**Exercise material:**
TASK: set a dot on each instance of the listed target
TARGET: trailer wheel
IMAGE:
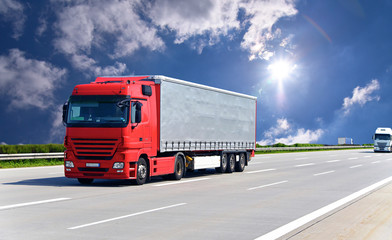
(231, 164)
(178, 168)
(223, 165)
(240, 165)
(85, 180)
(142, 172)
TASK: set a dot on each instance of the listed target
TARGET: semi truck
(383, 139)
(138, 127)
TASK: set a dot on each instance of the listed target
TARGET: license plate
(92, 164)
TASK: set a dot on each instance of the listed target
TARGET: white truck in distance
(382, 140)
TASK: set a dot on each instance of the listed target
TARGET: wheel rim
(179, 168)
(242, 161)
(232, 161)
(224, 161)
(142, 171)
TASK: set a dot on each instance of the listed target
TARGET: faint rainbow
(311, 21)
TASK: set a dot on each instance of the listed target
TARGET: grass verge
(30, 163)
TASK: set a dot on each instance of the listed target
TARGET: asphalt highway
(274, 192)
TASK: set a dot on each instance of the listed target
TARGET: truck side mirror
(138, 116)
(137, 113)
(65, 112)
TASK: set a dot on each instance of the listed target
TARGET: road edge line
(286, 229)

**Task requirements:** Copy all of the material above word for word, leaving out the picture.

**The output:**
TASK: set a dot on each instance of the listed target
TARGET: trailer wheel
IMAGE:
(231, 164)
(178, 168)
(223, 165)
(240, 165)
(85, 180)
(142, 172)
TASK: set a dot on each instance of the listed target
TARGET: semi truck
(383, 139)
(138, 127)
TASK: set a dot on each instance of the listed target
TARGET: license plate
(92, 164)
TASK: set a dot on each instance of the listed target
TARGET: white truck in distance
(382, 140)
TASK: set a dot on each instance of the listed target
TARGET: wheel rim
(179, 168)
(242, 161)
(232, 161)
(224, 161)
(142, 171)
TASK: set a dot on each instance of the listed target
TARGET: faint rainbow
(311, 21)
TASK: set a dot on each instance of the listed target
TARGET: grass verge
(30, 163)
TASK: set a dot on each instance of the listed target
TARGET: asphalt highway
(274, 192)
TASK: set a dot on each instance of the listed target
TARGET: truck side mirror
(138, 116)
(137, 113)
(65, 112)
TASK: set a dot on each instance of the listed target
TARGET: road edge line
(286, 229)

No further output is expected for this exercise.